> **Excerpted passage**:
Maps with ggplot2
Why Maps?
Sometimes the clearest way to communicate a pattern is to show it on a map. A choropleth map---regions shaded by a metric---makes geographic disparities immediately visible. A bubble map reveals the spatial distribution of point-level data. ggplot2 handles both, and with the sf package you can plot any geographic data: country boundaries, census tracts, river networks, or custom GeoJSON shapes.
There are two main approaches. The older path uses map_data() from the maps package with geom_polygon(). The modern standard uses the sf package and geom_sf(). Both are worth knowing; sf is what you’ll reach for with shapefiles and real-world data, while map_data() is still useful for quick built-in maps of the US or world.
Getting Map Data
The map_data() function converts built-in map datasets from the maps package into a data frame ggplot2 can work with.
library(ggplot2)
library(maps)
world <- map_data("world")
str(world)
# long lat group region subregion order
# 1 -125 37.50 1 Canada <NA> 1
# 2 -125 38.00 1 Canada <NA> 2
The columns are straightforward: long and lat are coordinates, group identifies which coordinates belong to the same polygon, and region names the territory. Available maps include "world", "usa", "state", and "county" (US only).
For world maps at multiple resolutions, the rnaturalearth package provides vector data from the Natural Earth project:
install.packages(c("rnaturalearth", "rnaturalearthdata", "sf"))
library(rnaturalearth)
library(sf)
world <- ne_countries(scale = "medium", returnclass = "sf")
This returns an sf object (more on that below).
Basic World and Country Maps
With map_data(), you draw maps using geom_polygon(). The critical piece is group = group --- it tells ggplot2 which coordinates close each polygon.
ggplot(world, aes(x = long, y = lat, group = group)) +
geom_polygon(fill = "lightblue", color = "white", size = 0.2) +
theme_void()
The result is a bare world map. theme_void() removes the axes and gridlines, which maps almost always need.
ggplot2 also provides a convenience function borders() that wraps up the same logic:
ggplot() +
borders("world", fill = "lightgray", color = "white") +
theme_void()
For US state maps, map_data("state") gives you the state boundaries. Add a projection for a cleaner look:
us_states <- map_data("state")
ggplot(us_states, aes(x = long, y = lat, group = group)) +
geom_polygon(fill = "steelblue", color = "white") +
coord_map("albers", lat0 = 39, lat1 = 45) +
theme_void()

[Collected data]
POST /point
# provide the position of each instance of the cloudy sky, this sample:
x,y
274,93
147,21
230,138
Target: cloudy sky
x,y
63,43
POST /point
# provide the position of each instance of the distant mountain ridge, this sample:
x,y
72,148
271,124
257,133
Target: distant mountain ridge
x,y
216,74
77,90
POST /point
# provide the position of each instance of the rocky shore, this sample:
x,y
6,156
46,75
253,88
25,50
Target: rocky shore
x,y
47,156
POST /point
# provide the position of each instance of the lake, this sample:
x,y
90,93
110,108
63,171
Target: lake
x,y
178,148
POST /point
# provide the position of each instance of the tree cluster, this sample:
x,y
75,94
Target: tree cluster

> **Exercise tasks**:
A – According to the ggplot2 mapping guide, what does theme_void() remove?
B – Reproduce the ggplot2 mapping guide word for word from "Maps with ggplot2" up to and including "library(ggplot2)".
C – Write the next part of the ggplot2 mapping guide, picking up after its final line.
The items have no connection to the ggplot2 mapping guide.

> **The replies**:
A – It removes the axes and gridlines.

B –
Maps with ggplot2
Why Maps?
Sometimes the clearest way to communicate a pattern is to show it on a map. A choropleth map---regions shaded by a metric---makes geographic disparities immediately visible. A bubble map reveals the spatial distribution of point-level data. ggplot2 handles both, and with the sf package you can plot any geographic data: country boundaries, census tracts, river networks, or custom GeoJSON shapes.
There are two main approaches. The older path uses map_data() from the maps package with geom_polygon(). The modern standard uses the sf package and geom_sf(). Both are worth knowing; sf is what you’ll reach for with shapefiles and real-world data, while map_data() is still useful for quick built-in maps of the US or world.
Getting Map Data
The map_data() function converts built-in map datasets from the maps package into a data frame ggplot2 can work with.
library(ggplot2)

C –
coord_map("albers", ...) applies an Albers equal-area projection, the standard choice for US thematic maps because it preserves relative area.
Choropleth Maps
A choropleth shades regions by a data value. The trick is joining your metric to the map data on a shared key, then mapping fill to that metric.
library(dplyr)
# Get state map data
us_states <- map_data("state")
# Your metric (state populations are built into R)
pop_data <- data.frame(
region = tolower(state.name),
population = state.x77[, "Population"]
)
# Join by region name
us_map <- left_join(us_states, pop_data, by = "region")
# Plot choropleth
ggplot(us_map, aes(x = long, y = lat, group = group, fill = population)) +
geom_polygon(color = "white", size = 0.3) +
scale_fill_viridis_c(option = "plasma", name = "Population") +
coord_map("albers", lat0 = 39, lat1 = 45) +
theme_void() +
labs(title = "US State Population")
Watch the region name matching. map_data("state") uses lowercase two-word names like "new york" and "washington", so call tolower() on your keys before joining. Run anti_join(us_states, pop_data, by = "region") to catch any rows that failed to match.
For a discrete color scale with categorical data, use scale_fill_brewer() or scale_fill_viridis_d() instead.
Point Maps and Bubble Maps
Point maps place a dot at each lat/lon coordinate. If you size or color those dots by a variable, you get a bubble map.
# Example cities data frame
cities <- data.frame(
city = c("New York", "Los Angeles", "Chicago"),
lon = c(-74, -118, -87),
lat = c(40.7, 34, 41.9),
population = c(8.4, 4.0, 2.7)
)
ggplot(world, aes(x = long, y = lat)) +
borders("world", fill = "lightgray", color = "white") +
geom_point(
data = cities,
aes(x = lon, y = lat, size = population),
color = "steelblue", alpha = 0.7
) +
scale_size_continuous(name = "Population (M)") +
coord_map("mercator") +
theme_void()
The borders() call draws the world outline, then geom_point() layers the city locations on top. Sizing by population turns this from a point map into a bubble map.
The sf Package
The sf package implements simple features, an open standard for geographic vector data. It has become the standard for working with shapefiles, GeoJSON, and any real geographic data in R. The key advantage: geometries are stored as a column in a data frame, so sf objects work directly with dplyr and ggplot2’s geom_sf().
Loading Data
library(sf)
# From a GeoJSON URL
map_sf <- read_sf("https://raw.githubusercontent.com/R-CoderDotCom/data/main/shapefile_spain/spain.geojson")
# From a local shapefile directory (contains .shp, .shx, .dbf, .prj)
map_sf <- read_sf("path/to/shapefile/")
read_sf() auto-detects the format. The result looks like a tibble but has a geometry column.
geom_sf()
geom_sf() is the main geom for sf objects. It reads the geometry column automatically and draws the appropriate geometry type without you needing to specify x and y aesthetics.
# Basic
ggplot(map_sf) +
geom_sf()
# Choropleth with sf
ggplot(map_sf) +
geom_sf(aes(fill = unemp_rate), color = "white") +
scale_fill_viridis_c(option = "cividis", name = "Unemployment") +
theme_void()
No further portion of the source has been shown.